■ **Textabschnitt**:
=====
Die Suche nach der Ursache des Problems nahm Monate in Anspruch, mit vollständiger Sicherheit abgeschlossen wurde sie angesichts des im Weltraum vor sich hin kreisenden Untersuchungsobjekts nie. Schnell war davon die Rede, dass die Konstruktion "nicht narrensicher" gewesen sei. Schließlich war es offenbar ein simpler Bolzen, der den Hunderte Millionen D-Mark teuren Schaden verursacht hat. Die Solarflügel waren während des Transports an den Weltraumhafen Kourou mit einem Bolzen im Klappmechanismus gegen unbeabsichtigtes Öffnen gesichert. Vor dem Start mussten diese durch die ähnlich aussehenden tatsächlichen Bolzen ausgetauscht werden, die den Klappmechanismus funktionsfähig machten. Dabei muss es zu einem folgenschweren Fehler gekommen sein. Zwei Erklärungen existieren dafür: Entweder wurde der richtige Bolzen falsch herum montiert - was laut nachfolgender Tests offenbar problemlos möglich war. Oder aber - und das berichtete der "Spiegel" im September 1988 - der Mitarbeiter, der den Sicherungsbolzen gegen den echten Bolzen ausgetauscht hatte, packte den Sicherungsbolzen in das Plastiktütchen des echten Bolzens ein - und der Kollege der nächsten Schicht dachte, der Austausch sei noch nicht vorgenommen worden und baute prompt den Sicherungsbolzen wieder ein.

So oder so: Peinlich und teuer war der Fehler in jedem Fall. Und er verzögerte den Start des Satelliten-Fernsehens um fast zwei Jahre - und ermöglichte letztlich der privat finanzierten Astra-Satellitenflotte ihren Siegeszug. Zwar startete am 8. August 1989 TV-SAT 2, jedoch mit der gleichen Einschränkung auf nur 4 TV-Sender sowie einiger Radioprogramme. Die Nachfrage blieb gering. Nach einem Jahr gab es gerade mal 20.000 Haushalte, die ihr TV-Programm via TV-SAT 2 empfingen. Nötig waren dazu nämlich auch noch spezielle Fernseher, da die Übertragung nicht im üblichen PAL-Standard, sondern dem neu entwickelten D2-Mac erfolgte. Der dazu nötige Chip für die Fernseher stand beim Start von TV-SAT 1 noch gar nicht zur Verfügung und auch danach fand sich zunächst nur die vergleichsweise kleine Firma Loewe bereit, ihn in ihren Geräten zu verbauen.
=====
■ **Arbeitsauftrag 1**: Erklären Sie anhand des Textabschnitts in ein bis drei Sätzen, warum man für den Empfang über TV-SAT 2 spezielle Fernseher brauchte.
■ **Arbeitsauftrag 2**: Schreiben Sie aus dem Textabschnitt die Stelle zwischen „So oder so: Peinlich“ und „Geräten zu verbauen.“ wortgetreu ab, beide Stellen eingeschlossen.
=====
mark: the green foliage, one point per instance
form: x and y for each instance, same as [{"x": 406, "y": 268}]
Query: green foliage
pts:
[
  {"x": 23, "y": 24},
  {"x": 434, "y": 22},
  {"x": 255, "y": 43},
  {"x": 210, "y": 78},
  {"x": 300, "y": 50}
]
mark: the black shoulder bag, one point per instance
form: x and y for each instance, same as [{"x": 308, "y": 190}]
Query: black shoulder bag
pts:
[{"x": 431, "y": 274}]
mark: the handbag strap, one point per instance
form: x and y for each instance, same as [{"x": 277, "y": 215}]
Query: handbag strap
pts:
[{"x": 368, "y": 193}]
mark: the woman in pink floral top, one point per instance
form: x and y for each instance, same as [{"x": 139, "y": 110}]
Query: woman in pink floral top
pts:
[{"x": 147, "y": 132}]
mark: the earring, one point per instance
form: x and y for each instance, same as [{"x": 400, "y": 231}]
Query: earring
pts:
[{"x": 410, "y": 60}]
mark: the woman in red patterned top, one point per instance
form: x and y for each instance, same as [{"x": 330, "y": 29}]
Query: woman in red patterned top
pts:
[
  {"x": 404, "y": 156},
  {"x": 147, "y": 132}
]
=====
■ **Ergebnis 1**: Die Übertragung lief nicht im üblichen PAL-Standard, sondern im neu entwickelten D2-Mac. Dafür brauchten die Fernseher einen eigenen Chip.

■ **Ergebnis 2**:
So oder so: Peinlich und teuer war der Fehler in jedem Fall. Und er verzögerte den Start des Satelliten-Fernsehens um fast zwei Jahre - und ermöglichte letztlich der privat finanzierten Astra-Satellitenflotte ihren Siegeszug. Zwar startete am 8. August 1989 TV-SAT 2, jedoch mit der gleichen Einschränkung auf nur 4 TV-Sender sowie einiger Radioprogramme. Die Nachfrage blieb gering. Nach einem Jahr gab es gerade mal 20.000 Haushalte, die ihr TV-Programm via TV-SAT 2 empfingen. Nötig waren dazu nämlich auch noch spezielle Fernseher, da die Übertragung nicht im üblichen PAL-Standard, sondern dem neu entwickelten D2-Mac erfolgte. Der dazu nötige Chip für die Fernseher stand beim Start von TV-SAT 1 noch gar nicht zur Verfügung und auch danach fand sich zunächst nur die vergleichsweise kleine Firma Loewe bereit, ihn in ihren Geräten zu verbauen.